Tekstblok:

········

S15.4 Gemotiveerd voor psychodynamische en cognitieve gedragstherapie bij depressie
Hendriksen, M., Peen, J.D.R., Dekker, J.
Voorzitter(s): H.L. Van
Locatie(s): Johannes Ramaer
Categorie(ën):
ACHTERGROND
Hoewel de therapeutische relatie onomstotelijk een voorwaarde is voor een goed effect van psychotherapie, blijkt uit onderzoek dat de verklaarde variantie over het algemeen vrij klein is (7,5 procent). Mogelijk is deze variantie bij persoonlijkheidsstoornissen hoger omdat de therapeutische relatie dan vaak veel lastiger tot stand te brengen is.
DOEL
Onderzoeken wat de predictieve waarde van persoonlijkheidspathologie is voor de therapeutische relatie in kortdurende psychoanalytische steungevende psychotherapie (KPSP) bij depressie.

········

Gegevenssectie:
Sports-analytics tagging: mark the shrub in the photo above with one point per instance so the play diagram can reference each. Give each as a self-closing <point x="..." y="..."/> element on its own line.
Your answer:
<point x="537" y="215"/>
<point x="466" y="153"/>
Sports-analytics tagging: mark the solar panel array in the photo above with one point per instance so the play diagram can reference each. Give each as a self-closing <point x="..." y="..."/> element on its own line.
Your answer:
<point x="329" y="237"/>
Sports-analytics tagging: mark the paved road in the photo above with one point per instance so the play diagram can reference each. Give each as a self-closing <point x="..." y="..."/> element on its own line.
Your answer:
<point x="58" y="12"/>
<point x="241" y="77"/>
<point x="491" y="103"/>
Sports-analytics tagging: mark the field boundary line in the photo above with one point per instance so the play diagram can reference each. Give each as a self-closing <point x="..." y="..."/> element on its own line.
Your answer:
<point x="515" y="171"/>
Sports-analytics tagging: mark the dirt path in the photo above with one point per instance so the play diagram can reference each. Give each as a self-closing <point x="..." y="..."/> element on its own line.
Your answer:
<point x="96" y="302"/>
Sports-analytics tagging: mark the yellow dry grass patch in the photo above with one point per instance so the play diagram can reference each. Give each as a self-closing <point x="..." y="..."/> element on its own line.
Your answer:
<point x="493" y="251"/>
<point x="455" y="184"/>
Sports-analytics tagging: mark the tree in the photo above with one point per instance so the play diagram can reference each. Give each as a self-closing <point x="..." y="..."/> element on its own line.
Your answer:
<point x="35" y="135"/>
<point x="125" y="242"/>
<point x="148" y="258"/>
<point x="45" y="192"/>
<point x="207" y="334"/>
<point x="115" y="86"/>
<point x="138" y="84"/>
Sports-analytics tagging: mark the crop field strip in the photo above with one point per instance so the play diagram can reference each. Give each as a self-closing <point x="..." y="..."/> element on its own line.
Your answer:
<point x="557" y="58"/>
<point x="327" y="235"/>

········

Uit te voeren:
a. Wijzig in het abstract alles van "S15.4 Gemotiveerd voor" tot en met "(KPSP) bij depressie." door "depressie" overal te vervangen door "angststoornis".
b. Noem alle auteurs die het abstract vermeldt.
De regels spelen hierbij geen enkele rol.

Jouw antwoorden:
a.
S15.4 Gemotiveerd voor psychodynamische en cognitieve gedragstherapie bij angststoornis
Hendriksen, M., Peen, J.D.R., Dekker, J.
Voorzitter(s): H.L. Van
Locatie(s): Johannes Ramaer
Categorie(ën):
ACHTERGROND
Hoewel de therapeutische relatie onomstotelijk een voorwaarde is voor een goed effect van psychotherapie, blijkt uit onderzoek dat de verklaarde variantie over het algemeen vrij klein is (7,5 procent). Mogelijk is deze variantie bij persoonlijkheidsstoornissen hoger omdat de therapeutische relatie dan vaak veel lastiger tot stand te brengen is.
DOEL
Onderzoeken wat de predictieve waarde van persoonlijkheidspathologie is voor de therapeutische relatie in kortdurende psychoanalytische steungevende psychotherapie (KPSP) bij angststoornis.

b.
Hendriksen, M.
Peen, J.D.R.
Dekker, J.